Entries taken from a collection
++++++++++

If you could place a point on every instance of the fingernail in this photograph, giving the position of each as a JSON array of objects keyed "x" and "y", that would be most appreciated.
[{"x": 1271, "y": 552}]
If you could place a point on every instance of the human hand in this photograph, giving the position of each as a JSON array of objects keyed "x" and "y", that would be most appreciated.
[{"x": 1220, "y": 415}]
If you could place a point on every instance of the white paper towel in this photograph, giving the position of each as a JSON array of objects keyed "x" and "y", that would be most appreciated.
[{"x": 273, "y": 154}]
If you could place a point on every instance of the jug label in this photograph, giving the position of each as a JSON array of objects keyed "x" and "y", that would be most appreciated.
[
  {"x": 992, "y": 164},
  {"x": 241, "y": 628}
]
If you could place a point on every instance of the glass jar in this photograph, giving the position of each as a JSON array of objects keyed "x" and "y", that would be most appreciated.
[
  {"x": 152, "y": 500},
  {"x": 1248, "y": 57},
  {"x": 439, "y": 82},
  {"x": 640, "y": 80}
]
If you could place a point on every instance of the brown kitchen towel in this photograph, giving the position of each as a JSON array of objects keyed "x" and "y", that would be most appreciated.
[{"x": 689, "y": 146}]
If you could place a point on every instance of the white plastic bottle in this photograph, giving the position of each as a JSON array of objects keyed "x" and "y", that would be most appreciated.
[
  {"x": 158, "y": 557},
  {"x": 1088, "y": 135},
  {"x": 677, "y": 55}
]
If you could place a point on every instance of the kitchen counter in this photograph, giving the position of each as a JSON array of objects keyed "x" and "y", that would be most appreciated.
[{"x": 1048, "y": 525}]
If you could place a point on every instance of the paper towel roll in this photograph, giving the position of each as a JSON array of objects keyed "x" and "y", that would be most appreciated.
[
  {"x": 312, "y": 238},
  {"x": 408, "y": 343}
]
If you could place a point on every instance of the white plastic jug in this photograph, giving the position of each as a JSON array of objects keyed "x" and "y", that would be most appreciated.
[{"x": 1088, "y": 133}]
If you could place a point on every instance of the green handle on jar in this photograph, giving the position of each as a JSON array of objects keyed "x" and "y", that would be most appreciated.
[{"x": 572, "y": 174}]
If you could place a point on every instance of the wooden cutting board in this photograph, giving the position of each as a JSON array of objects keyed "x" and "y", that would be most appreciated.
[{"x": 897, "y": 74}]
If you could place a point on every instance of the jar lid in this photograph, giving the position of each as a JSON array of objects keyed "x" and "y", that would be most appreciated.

++++++++++

> [Exercise aim]
Without changing a single character, write out all of the entries.

> [Answer space]
If you could place a point on every instance of the fingernail in this photograph, giving the position of each as a JSON array of objects keyed "x" and "y", that would be most appreciated.
[{"x": 1271, "y": 552}]
If you could place a point on every instance of the human hand in this photograph, giving the position of each as a JSON array of objects keyed "x" and "y", that would be most appreciated.
[{"x": 1220, "y": 415}]
If you could place a point on every instance of the white paper towel in this photograph, giving the position of each as a JSON array of objects keyed "x" and "y", that would be most appreciated.
[{"x": 273, "y": 154}]
If you could place a point on every instance of the jug label in this photograph, giving the position of each as a JSON array of objects keyed "x" and "y", that would be most appreciated.
[
  {"x": 992, "y": 164},
  {"x": 241, "y": 628}
]
If you could place a point on every instance of the glass jar in this photograph, giving the position of each as a JSON array of objects keyed "x" and "y", that would be most appreciated.
[
  {"x": 152, "y": 500},
  {"x": 1248, "y": 57},
  {"x": 439, "y": 82},
  {"x": 640, "y": 80}
]
If you could place a point on every instance of the brown kitchen towel in this photograph, giving the position of each as a JSON array of objects keyed "x" and "y", that would be most appreciated.
[{"x": 689, "y": 146}]
If you could place a point on every instance of the white plastic bottle in this photograph, giving the position of each as a JSON array of objects keyed "x" and "y", that would be most appreciated.
[
  {"x": 158, "y": 557},
  {"x": 1088, "y": 135},
  {"x": 677, "y": 55}
]
If you could place a point on every instance of the kitchen counter in this photograph, giving the position of each as a JSON array of objects keyed "x" and "y", that would be most appreciated.
[{"x": 1048, "y": 525}]
If you could place a point on every instance of the paper towel roll in this photograph, giving the position of each as a JSON array of objects keyed "x" and "y", that would be most appreciated.
[
  {"x": 312, "y": 238},
  {"x": 408, "y": 343}
]
If you could place a point on every instance of the white plastic jug in this photograph, giving the position of each as a JSON array of objects keyed "x" and "y", that would be most appreciated.
[{"x": 1088, "y": 133}]
If you could place a point on every instance of the green handle on jar in this photograph, giving the position of each as a JSON array of objects keyed "x" and "y", that would be most appreciated.
[{"x": 572, "y": 174}]
If you could place a point on every instance of the wooden cutting board in this photograph, giving the position of each as a JSON array of objects keyed "x" and "y", that would be most appreciated.
[{"x": 897, "y": 74}]
If you could place a point on every instance of the jar lid in this photograph, giving the position of each as a JSON array of objects keyed "x" and "y", that would be most appreciated.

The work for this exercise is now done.